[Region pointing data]
++++++++

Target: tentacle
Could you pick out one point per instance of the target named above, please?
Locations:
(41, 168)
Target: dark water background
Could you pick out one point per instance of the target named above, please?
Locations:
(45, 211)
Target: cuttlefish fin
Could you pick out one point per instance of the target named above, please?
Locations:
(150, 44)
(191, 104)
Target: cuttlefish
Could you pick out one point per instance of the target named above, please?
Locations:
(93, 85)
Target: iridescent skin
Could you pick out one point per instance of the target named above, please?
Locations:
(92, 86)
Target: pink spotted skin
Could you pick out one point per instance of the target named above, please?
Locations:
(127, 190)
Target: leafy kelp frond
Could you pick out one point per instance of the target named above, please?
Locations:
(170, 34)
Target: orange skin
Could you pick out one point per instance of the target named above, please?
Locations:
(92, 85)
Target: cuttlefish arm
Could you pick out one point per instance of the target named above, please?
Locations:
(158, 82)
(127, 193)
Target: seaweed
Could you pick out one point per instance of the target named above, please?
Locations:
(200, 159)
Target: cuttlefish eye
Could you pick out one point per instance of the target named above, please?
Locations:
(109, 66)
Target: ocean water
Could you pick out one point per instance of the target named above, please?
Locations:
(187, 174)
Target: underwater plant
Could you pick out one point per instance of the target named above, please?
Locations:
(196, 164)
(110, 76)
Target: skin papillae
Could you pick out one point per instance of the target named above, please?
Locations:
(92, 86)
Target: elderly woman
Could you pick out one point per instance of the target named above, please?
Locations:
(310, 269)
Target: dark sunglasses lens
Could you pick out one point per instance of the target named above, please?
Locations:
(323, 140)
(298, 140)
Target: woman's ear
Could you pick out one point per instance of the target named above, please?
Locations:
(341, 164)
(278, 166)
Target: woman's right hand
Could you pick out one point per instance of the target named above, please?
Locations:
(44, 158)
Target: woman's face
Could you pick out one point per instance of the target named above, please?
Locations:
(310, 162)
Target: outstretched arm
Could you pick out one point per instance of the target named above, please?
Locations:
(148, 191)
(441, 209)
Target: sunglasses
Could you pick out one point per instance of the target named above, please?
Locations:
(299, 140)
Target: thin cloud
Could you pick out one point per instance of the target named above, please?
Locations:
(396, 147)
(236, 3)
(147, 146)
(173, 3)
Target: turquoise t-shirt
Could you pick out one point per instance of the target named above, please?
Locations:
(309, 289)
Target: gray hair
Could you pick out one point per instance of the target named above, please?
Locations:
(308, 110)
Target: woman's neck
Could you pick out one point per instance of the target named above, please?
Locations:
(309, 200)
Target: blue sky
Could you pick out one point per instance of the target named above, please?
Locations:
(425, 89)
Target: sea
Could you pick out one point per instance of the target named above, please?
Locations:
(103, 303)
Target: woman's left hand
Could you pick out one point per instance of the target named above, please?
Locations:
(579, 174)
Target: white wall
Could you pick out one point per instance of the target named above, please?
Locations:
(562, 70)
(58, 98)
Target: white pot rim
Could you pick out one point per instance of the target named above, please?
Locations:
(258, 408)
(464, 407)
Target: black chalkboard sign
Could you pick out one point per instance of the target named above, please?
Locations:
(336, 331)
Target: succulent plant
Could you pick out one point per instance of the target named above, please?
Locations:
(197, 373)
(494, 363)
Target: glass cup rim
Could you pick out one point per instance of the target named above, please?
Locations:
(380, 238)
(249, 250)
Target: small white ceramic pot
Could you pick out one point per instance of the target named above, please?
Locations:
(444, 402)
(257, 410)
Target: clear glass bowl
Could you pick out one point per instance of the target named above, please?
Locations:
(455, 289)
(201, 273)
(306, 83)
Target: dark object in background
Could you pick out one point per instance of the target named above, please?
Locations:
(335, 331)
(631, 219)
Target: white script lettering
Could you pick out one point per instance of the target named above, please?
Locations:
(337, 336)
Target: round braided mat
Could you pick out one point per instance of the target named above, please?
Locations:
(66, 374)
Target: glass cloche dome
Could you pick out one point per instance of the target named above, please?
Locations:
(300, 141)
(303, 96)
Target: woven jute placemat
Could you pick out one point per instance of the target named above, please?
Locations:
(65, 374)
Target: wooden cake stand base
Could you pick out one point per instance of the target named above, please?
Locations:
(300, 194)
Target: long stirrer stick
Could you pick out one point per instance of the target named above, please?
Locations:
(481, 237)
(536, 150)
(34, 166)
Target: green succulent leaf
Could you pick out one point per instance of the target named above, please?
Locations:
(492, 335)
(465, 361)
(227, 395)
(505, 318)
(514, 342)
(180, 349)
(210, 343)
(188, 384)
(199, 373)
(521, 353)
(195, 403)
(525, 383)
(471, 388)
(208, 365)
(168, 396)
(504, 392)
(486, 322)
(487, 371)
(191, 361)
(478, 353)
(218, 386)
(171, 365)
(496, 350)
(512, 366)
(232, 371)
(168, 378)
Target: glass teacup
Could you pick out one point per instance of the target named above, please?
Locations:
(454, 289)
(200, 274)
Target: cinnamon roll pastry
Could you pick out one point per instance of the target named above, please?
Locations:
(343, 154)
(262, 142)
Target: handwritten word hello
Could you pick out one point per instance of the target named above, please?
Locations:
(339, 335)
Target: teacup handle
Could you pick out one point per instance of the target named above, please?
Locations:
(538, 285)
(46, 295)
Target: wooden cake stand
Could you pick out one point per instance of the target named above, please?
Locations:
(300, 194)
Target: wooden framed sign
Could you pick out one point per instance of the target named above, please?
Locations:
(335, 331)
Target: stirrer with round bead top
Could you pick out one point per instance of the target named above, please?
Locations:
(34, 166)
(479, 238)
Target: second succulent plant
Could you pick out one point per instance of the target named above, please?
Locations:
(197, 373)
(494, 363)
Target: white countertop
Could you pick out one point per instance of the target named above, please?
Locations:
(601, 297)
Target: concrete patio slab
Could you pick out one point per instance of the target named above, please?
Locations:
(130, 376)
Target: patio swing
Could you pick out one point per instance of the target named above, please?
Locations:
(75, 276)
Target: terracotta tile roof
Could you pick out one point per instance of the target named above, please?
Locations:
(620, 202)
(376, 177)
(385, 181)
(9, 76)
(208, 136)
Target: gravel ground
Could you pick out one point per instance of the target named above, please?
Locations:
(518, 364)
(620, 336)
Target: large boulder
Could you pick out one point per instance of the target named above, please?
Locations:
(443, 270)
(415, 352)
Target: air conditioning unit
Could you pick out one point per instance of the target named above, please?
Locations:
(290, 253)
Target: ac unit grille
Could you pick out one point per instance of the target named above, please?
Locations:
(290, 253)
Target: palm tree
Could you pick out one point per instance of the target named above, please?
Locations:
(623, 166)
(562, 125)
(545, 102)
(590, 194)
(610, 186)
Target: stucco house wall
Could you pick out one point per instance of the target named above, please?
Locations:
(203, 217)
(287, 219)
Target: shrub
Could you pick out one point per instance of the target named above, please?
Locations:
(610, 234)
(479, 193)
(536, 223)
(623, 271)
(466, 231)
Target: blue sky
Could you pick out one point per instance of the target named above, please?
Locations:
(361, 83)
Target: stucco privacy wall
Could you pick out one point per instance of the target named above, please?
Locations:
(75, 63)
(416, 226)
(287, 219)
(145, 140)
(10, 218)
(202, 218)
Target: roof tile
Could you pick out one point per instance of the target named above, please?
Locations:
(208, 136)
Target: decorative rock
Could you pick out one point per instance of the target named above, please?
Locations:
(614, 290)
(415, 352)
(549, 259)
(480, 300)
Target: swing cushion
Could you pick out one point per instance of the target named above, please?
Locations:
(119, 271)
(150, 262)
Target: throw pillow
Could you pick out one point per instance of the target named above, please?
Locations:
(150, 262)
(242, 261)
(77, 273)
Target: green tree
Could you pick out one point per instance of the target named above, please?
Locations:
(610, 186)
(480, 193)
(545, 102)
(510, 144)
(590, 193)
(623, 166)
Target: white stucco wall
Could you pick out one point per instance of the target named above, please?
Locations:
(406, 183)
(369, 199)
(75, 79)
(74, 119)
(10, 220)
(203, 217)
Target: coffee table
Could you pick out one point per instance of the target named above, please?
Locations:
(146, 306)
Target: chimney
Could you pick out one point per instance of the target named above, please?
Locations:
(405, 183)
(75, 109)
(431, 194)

++++++++

[How to complete this task] Copy out every line of the data in which the word "wooden" is found.

[Task answer]
Target: wooden cake stand base
Target: wooden cake stand
Target: wooden framed sign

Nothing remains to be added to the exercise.